### Your assignment
From the line containing "Query: woman's hand" through the last line of the data, both ends included, write out every line exactly; omit the pictures.

□ □ □ □ □

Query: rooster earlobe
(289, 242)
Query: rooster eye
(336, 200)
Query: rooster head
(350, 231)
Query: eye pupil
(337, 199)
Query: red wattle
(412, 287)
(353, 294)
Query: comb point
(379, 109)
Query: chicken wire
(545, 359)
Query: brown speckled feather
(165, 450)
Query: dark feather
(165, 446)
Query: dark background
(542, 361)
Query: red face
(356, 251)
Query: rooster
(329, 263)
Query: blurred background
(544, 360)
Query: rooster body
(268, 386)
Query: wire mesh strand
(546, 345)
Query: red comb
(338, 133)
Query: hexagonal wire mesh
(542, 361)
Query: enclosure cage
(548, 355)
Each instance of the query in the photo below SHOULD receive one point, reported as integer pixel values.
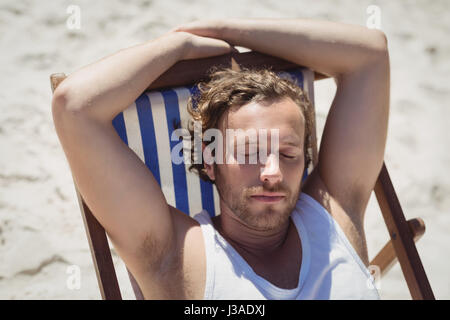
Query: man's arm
(116, 185)
(353, 142)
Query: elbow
(65, 100)
(379, 43)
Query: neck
(259, 243)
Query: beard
(259, 216)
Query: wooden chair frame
(403, 233)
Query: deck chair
(146, 127)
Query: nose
(270, 171)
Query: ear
(208, 162)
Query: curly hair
(226, 88)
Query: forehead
(283, 114)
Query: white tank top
(330, 267)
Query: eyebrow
(289, 140)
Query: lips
(268, 197)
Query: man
(273, 239)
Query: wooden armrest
(387, 257)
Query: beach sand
(41, 229)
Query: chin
(266, 219)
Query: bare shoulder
(193, 255)
(350, 222)
(183, 276)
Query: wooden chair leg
(101, 254)
(402, 238)
(387, 258)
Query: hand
(203, 28)
(196, 47)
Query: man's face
(263, 195)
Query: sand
(41, 230)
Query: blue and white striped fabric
(146, 127)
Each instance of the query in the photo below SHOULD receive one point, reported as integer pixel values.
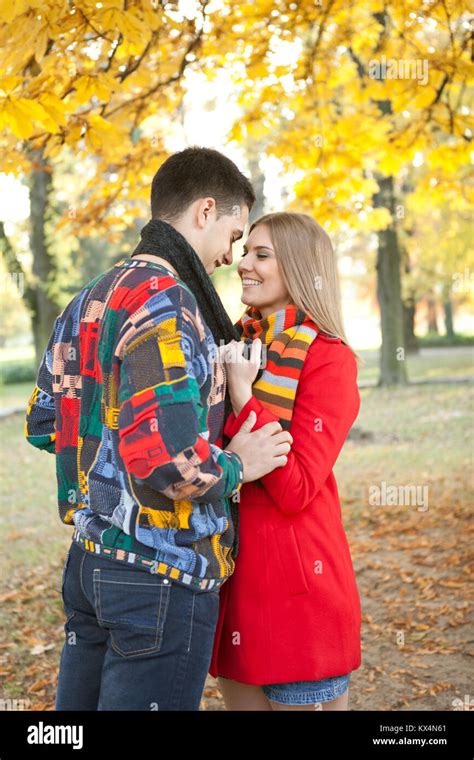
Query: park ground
(413, 565)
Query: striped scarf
(286, 336)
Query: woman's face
(262, 284)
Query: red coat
(291, 610)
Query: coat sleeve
(326, 405)
(40, 422)
(163, 440)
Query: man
(130, 397)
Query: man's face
(219, 235)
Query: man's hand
(263, 450)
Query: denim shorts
(307, 692)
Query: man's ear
(205, 210)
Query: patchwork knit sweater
(130, 397)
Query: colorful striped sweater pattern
(130, 398)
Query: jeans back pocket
(132, 605)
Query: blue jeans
(134, 640)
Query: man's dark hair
(196, 173)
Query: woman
(288, 633)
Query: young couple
(207, 527)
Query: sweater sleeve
(40, 422)
(164, 441)
(326, 405)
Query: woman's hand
(241, 372)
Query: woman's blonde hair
(308, 267)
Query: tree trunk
(409, 311)
(44, 310)
(448, 312)
(392, 354)
(258, 181)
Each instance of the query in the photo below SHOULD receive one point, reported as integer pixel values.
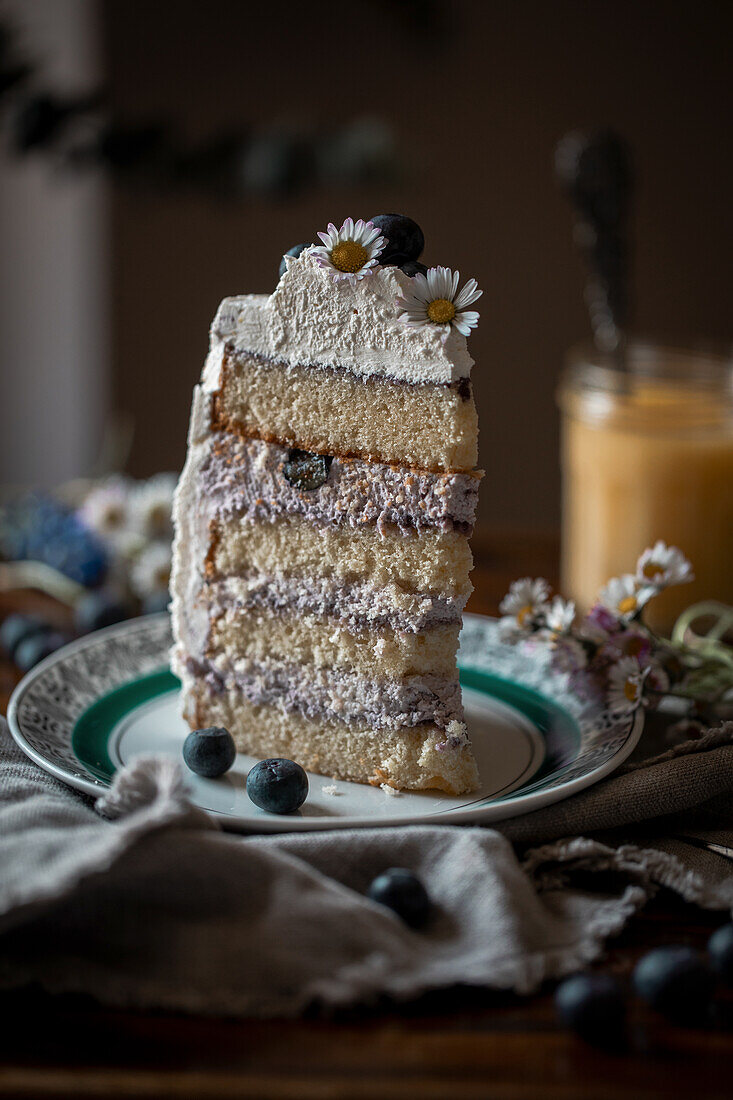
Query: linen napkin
(153, 905)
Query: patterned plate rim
(602, 749)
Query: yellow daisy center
(631, 690)
(349, 256)
(441, 311)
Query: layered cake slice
(321, 558)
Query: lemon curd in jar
(647, 454)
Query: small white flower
(106, 507)
(435, 299)
(351, 251)
(625, 596)
(151, 571)
(662, 565)
(521, 606)
(151, 504)
(559, 616)
(625, 684)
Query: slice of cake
(321, 558)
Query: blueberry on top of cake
(321, 558)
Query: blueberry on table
(593, 1007)
(97, 609)
(209, 752)
(295, 252)
(403, 237)
(720, 950)
(676, 981)
(15, 628)
(279, 785)
(33, 649)
(403, 892)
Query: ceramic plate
(90, 707)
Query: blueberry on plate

□ □ □ □ □

### Exercise answer
Query: woman's hand
(241, 372)
Query: woman's blonde hair
(308, 267)
Query: tree trunk
(409, 311)
(44, 310)
(448, 312)
(392, 354)
(258, 181)
Each instance of the query in the photo below SHOULD receive one point, reported as integer pixel values.
Query: linen napkin
(153, 905)
Query: patterned plate rim
(602, 749)
Query: yellow daisy center
(631, 690)
(349, 256)
(441, 311)
Query: layered cake slice
(321, 558)
Query: lemon curd in jar
(647, 454)
Query: small white flower
(106, 507)
(435, 299)
(351, 251)
(625, 596)
(151, 571)
(662, 565)
(521, 606)
(151, 504)
(559, 616)
(625, 684)
Query: slice of cake
(321, 558)
Query: blueberry on top of cake
(321, 558)
Query: blueberry on table
(593, 1007)
(97, 609)
(209, 752)
(295, 252)
(403, 237)
(720, 950)
(676, 981)
(15, 628)
(279, 785)
(33, 649)
(403, 892)
Query: ceramic plate
(90, 707)
Query: blueberry on plate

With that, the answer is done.